> [EXERCISE DESCRIPTION]
A verbatim repetition of the data below is requested, without images.

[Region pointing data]
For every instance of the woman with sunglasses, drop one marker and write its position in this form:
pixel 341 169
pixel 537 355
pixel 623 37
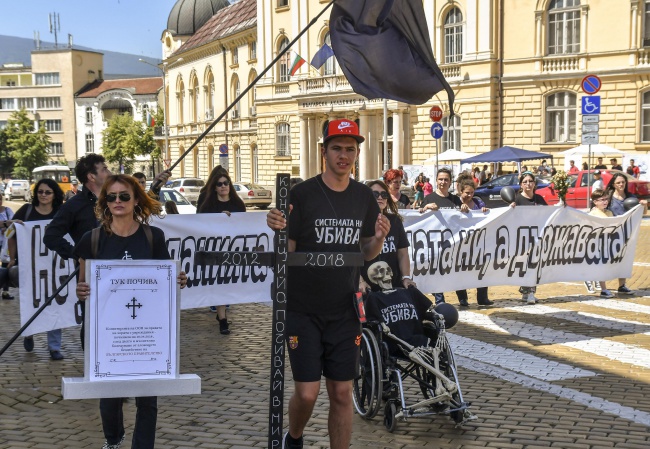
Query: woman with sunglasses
pixel 527 197
pixel 48 197
pixel 123 209
pixel 617 192
pixel 395 249
pixel 220 197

> [OUTPUT OF THE TASK]
For every instance of the woman with sunglasses, drop one marker and write its position in this form:
pixel 341 169
pixel 537 355
pixel 623 37
Query: woman with sunglasses
pixel 527 197
pixel 48 197
pixel 123 209
pixel 617 192
pixel 395 249
pixel 220 197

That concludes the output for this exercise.